### What you have to do
Only lines containing "shadow" are wanted from the data below. Copy those lines.

(Stored items)
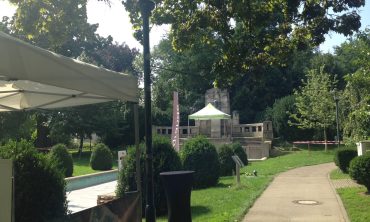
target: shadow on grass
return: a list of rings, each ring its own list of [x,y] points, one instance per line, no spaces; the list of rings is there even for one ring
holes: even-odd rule
[[[205,206],[191,206],[191,217],[194,219],[201,216],[202,214],[207,214],[211,210]]]

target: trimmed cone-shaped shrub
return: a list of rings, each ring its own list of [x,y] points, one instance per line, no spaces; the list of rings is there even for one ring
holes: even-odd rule
[[[50,222],[66,215],[64,177],[45,155],[21,141],[0,147],[0,157],[13,160],[15,221]]]
[[[234,155],[233,149],[230,145],[222,145],[218,148],[218,158],[220,160],[220,176],[232,175],[235,169],[235,163],[232,159]]]
[[[110,170],[113,166],[113,155],[110,149],[103,143],[95,145],[90,158],[93,170]]]
[[[73,174],[73,159],[64,144],[56,144],[51,148],[48,158],[54,166],[59,169],[65,177]]]
[[[205,137],[189,139],[181,149],[185,170],[193,170],[194,188],[206,188],[217,184],[220,177],[220,161],[214,145]]]
[[[348,173],[349,163],[357,156],[357,151],[354,149],[339,149],[335,152],[334,163],[343,173]]]
[[[370,192],[370,155],[354,158],[349,167],[349,175],[357,183],[364,185]]]
[[[141,156],[141,187],[143,191],[143,209],[146,205],[146,189],[144,184],[145,176],[145,144],[140,145]],[[154,184],[154,201],[157,215],[167,213],[166,196],[159,174],[161,172],[181,170],[180,157],[166,137],[153,137],[153,184]],[[136,190],[136,161],[135,147],[130,147],[128,154],[123,160],[123,169],[119,172],[117,186],[117,196],[123,196],[127,191]]]
[[[239,159],[244,163],[244,165],[248,165],[248,156],[245,153],[242,145],[240,143],[233,143],[231,144],[231,148],[235,155],[239,157]]]

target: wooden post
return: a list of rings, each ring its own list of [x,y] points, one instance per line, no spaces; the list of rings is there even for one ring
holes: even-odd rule
[[[240,166],[239,164],[236,164],[236,182],[238,185],[240,185]]]

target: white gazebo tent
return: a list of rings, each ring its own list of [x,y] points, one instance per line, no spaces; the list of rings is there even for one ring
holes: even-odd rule
[[[231,116],[227,113],[222,112],[221,110],[218,110],[216,107],[214,107],[211,103],[208,103],[207,106],[205,106],[203,109],[199,110],[196,113],[193,113],[188,116],[188,135],[190,134],[189,130],[189,120],[212,120],[212,119],[230,119]],[[225,127],[225,124],[224,124]]]
[[[138,147],[135,77],[58,55],[0,32],[0,111],[55,109],[113,100],[134,103]],[[141,191],[140,176],[137,179]]]

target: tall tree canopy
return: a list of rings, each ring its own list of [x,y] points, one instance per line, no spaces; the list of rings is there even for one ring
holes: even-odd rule
[[[139,2],[124,0],[141,39]],[[357,31],[365,0],[154,0],[153,24],[171,24],[176,50],[221,42],[212,71],[226,85],[259,64],[284,65],[296,49],[318,46],[329,31]]]
[[[370,137],[370,30],[343,43],[336,49],[338,60],[345,64],[347,85],[342,98],[346,118],[344,136],[350,142]]]
[[[324,72],[324,67],[309,70],[307,81],[294,93],[296,113],[291,115],[291,124],[303,129],[323,129],[326,141],[326,130],[335,121],[335,104],[331,93],[335,84],[336,81]]]
[[[87,23],[87,0],[10,0],[17,6],[12,32],[24,40],[68,57],[96,44],[97,24]]]

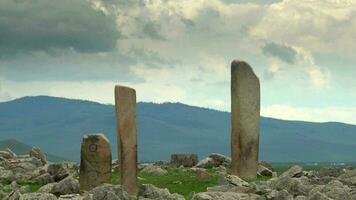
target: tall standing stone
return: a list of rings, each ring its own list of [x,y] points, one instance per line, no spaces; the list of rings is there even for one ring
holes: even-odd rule
[[[120,155],[121,185],[129,195],[137,194],[136,91],[115,87],[118,155]]]
[[[111,147],[104,134],[84,136],[80,153],[81,190],[89,191],[103,183],[111,183]]]
[[[260,82],[249,64],[231,64],[231,172],[255,178],[260,132]]]

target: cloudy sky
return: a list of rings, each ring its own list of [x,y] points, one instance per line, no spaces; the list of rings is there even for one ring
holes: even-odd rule
[[[51,95],[230,110],[230,63],[262,115],[356,124],[354,0],[1,0],[0,101]]]

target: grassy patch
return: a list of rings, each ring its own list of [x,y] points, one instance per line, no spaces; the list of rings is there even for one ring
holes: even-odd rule
[[[164,176],[153,176],[146,173],[139,173],[138,184],[152,184],[159,188],[167,188],[171,193],[178,193],[188,198],[191,193],[206,191],[207,187],[218,184],[219,176],[214,170],[208,170],[211,177],[199,179],[196,174],[187,169],[168,169],[168,174]],[[114,171],[112,183],[119,183],[119,172]]]

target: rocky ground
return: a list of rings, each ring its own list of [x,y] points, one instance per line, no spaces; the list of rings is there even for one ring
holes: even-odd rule
[[[146,200],[356,200],[356,169],[353,168],[304,171],[300,166],[293,166],[277,176],[272,166],[267,162],[261,162],[260,178],[242,180],[229,174],[230,162],[230,158],[226,156],[212,154],[194,167],[172,167],[164,161],[140,164],[141,174],[154,177],[165,177],[175,170],[189,174],[187,177],[194,175],[197,180],[216,176],[218,181],[204,192],[192,192],[186,197],[176,193],[171,194],[168,189],[158,188],[152,184],[141,184],[138,198]],[[115,169],[117,165],[114,164],[113,167]],[[32,149],[29,155],[16,155],[10,149],[0,151],[0,199],[136,199],[128,197],[124,188],[115,184],[105,184],[91,191],[80,191],[78,169],[76,163],[48,163],[38,148]],[[139,177],[140,179],[144,178]],[[173,184],[185,185],[184,179],[173,181]],[[196,184],[199,182],[197,181]]]

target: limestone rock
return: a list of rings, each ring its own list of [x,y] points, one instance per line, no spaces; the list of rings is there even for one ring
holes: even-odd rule
[[[28,193],[21,195],[20,200],[57,200],[57,197],[48,193]]]
[[[66,195],[61,195],[58,200],[82,200],[83,197],[80,196],[79,194],[66,194]]]
[[[86,200],[127,200],[129,196],[122,186],[103,184],[92,189],[86,195]]]
[[[63,163],[51,163],[47,167],[47,173],[49,173],[55,182],[61,181],[67,176],[69,173],[67,172]]]
[[[264,200],[265,198],[256,194],[245,194],[235,192],[202,192],[195,194],[192,200]]]
[[[260,82],[249,64],[231,64],[231,173],[255,178],[260,132]]]
[[[53,186],[51,193],[56,196],[60,196],[65,194],[79,194],[79,191],[80,188],[78,180],[72,177],[67,177],[56,183]]]
[[[172,154],[171,155],[171,165],[179,167],[183,165],[184,167],[193,167],[198,163],[197,154]]]
[[[117,138],[120,145],[121,184],[129,195],[137,194],[136,91],[115,86]]]
[[[15,191],[10,192],[10,193],[5,197],[4,200],[19,200],[19,199],[20,199],[20,196],[21,196],[20,192],[17,191],[17,190],[15,190]]]
[[[111,147],[104,134],[86,135],[81,145],[79,182],[82,190],[111,183]]]
[[[303,168],[301,166],[295,165],[281,174],[280,177],[290,177],[290,178],[298,178],[303,175]]]
[[[34,179],[37,183],[41,185],[46,185],[48,183],[54,182],[54,177],[51,176],[49,173],[44,173]]]
[[[155,200],[185,200],[182,195],[171,194],[168,189],[157,188],[151,184],[140,187],[139,196]]]
[[[150,175],[154,175],[154,176],[163,176],[163,175],[168,174],[167,170],[164,170],[164,169],[162,169],[158,166],[155,166],[155,165],[147,165],[141,170],[141,172],[147,173]]]
[[[9,184],[16,179],[11,170],[0,169],[0,183]]]
[[[47,159],[45,154],[41,151],[40,148],[38,147],[33,147],[30,151],[30,156],[31,157],[35,157],[38,158],[39,160],[41,160],[42,165],[47,164]]]
[[[198,162],[196,167],[212,168],[212,167],[229,167],[231,165],[231,158],[222,154],[213,153],[209,157]]]
[[[265,166],[258,165],[257,174],[259,176],[272,176],[273,172]]]

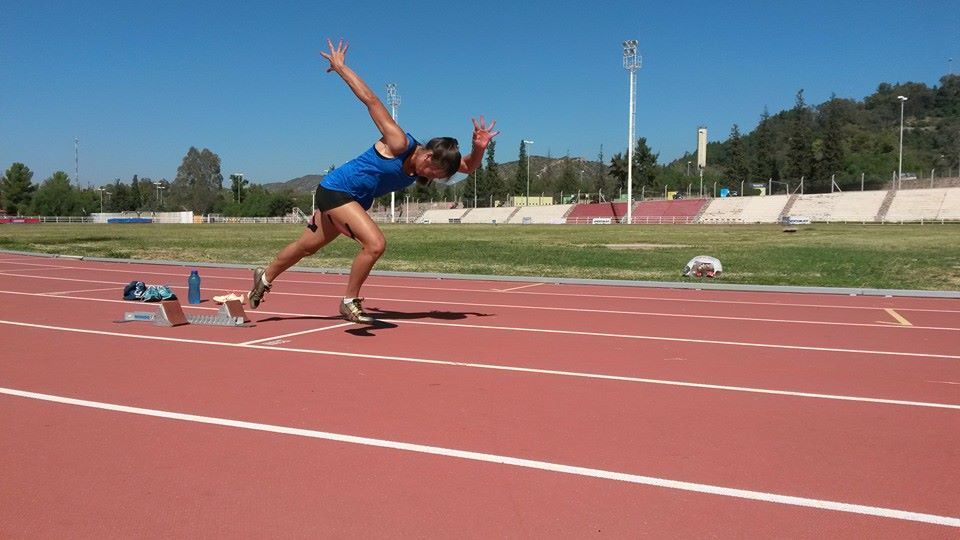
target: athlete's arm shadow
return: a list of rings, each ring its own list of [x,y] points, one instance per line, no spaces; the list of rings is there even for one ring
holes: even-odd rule
[[[476,311],[385,311],[380,308],[367,308],[367,313],[375,317],[373,324],[351,328],[346,333],[359,337],[375,336],[374,331],[389,330],[396,328],[397,325],[390,321],[410,321],[414,319],[439,319],[442,321],[459,321],[467,317],[490,317],[491,313],[479,313]]]

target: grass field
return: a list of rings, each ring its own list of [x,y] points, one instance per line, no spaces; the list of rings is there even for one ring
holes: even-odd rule
[[[264,264],[300,225],[0,225],[0,249],[191,262]],[[384,225],[377,270],[678,281],[696,255],[725,283],[960,289],[960,224]],[[300,266],[348,268],[339,238]]]

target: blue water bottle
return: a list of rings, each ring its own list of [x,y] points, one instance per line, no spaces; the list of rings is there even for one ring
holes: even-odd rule
[[[187,298],[191,304],[200,303],[200,274],[196,270],[190,271],[190,278],[187,280],[189,292]]]

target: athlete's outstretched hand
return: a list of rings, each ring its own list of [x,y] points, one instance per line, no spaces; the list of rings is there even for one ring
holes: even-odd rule
[[[340,69],[346,64],[347,49],[350,48],[350,44],[344,43],[341,39],[337,43],[337,46],[334,47],[333,42],[327,38],[327,46],[330,47],[329,53],[320,51],[320,56],[330,61],[330,67],[327,68],[327,73],[330,73],[331,71],[340,73]]]
[[[476,147],[486,148],[490,144],[490,139],[500,134],[493,129],[497,125],[496,120],[491,121],[489,126],[486,125],[482,115],[479,122],[475,118],[471,120],[473,120],[473,145]]]

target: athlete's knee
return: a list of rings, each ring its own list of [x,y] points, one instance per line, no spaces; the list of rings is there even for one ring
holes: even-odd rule
[[[301,258],[308,257],[320,250],[320,243],[301,240],[297,242],[297,249]]]
[[[387,240],[382,236],[371,238],[363,242],[363,250],[372,257],[379,259],[380,256],[383,255],[383,252],[387,250]]]

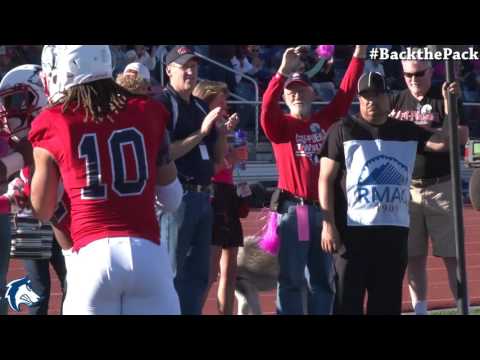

### Exercise output
target: shadow on grass
target: athlete's arm shadow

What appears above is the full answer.